- Problem to work on:
Change "one line per instance" to "one point per line" throughout the entries below, and leave every other line as it is.

- Supplied records:
------------------------------
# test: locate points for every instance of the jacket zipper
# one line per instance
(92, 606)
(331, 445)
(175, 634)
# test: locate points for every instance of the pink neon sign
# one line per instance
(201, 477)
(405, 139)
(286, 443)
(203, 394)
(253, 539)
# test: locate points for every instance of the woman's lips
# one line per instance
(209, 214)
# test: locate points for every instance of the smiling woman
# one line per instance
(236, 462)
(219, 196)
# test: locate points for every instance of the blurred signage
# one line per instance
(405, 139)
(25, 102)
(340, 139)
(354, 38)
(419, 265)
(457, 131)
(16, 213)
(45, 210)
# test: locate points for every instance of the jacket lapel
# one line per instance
------------------------------
- Written response:
# test: locate points for every instance of the jacket zipper
# one point per line
(92, 606)
(331, 445)
(175, 634)
# test: locate points for every instance of the pink neon sign
# one point per line
(201, 477)
(405, 139)
(286, 443)
(203, 394)
(253, 539)
# test: locate points for every instance of the woman's lips
# one point per line
(209, 214)
# test: locate points for every instance of the smiling woman
# one point per line
(236, 462)
(219, 196)
# test: locate points for every instance of the blurred signage
# one point per line
(405, 139)
(25, 102)
(340, 139)
(354, 38)
(419, 265)
(457, 131)
(16, 213)
(45, 210)
# test: locate points for every instance of the jacket lapel
# one point per line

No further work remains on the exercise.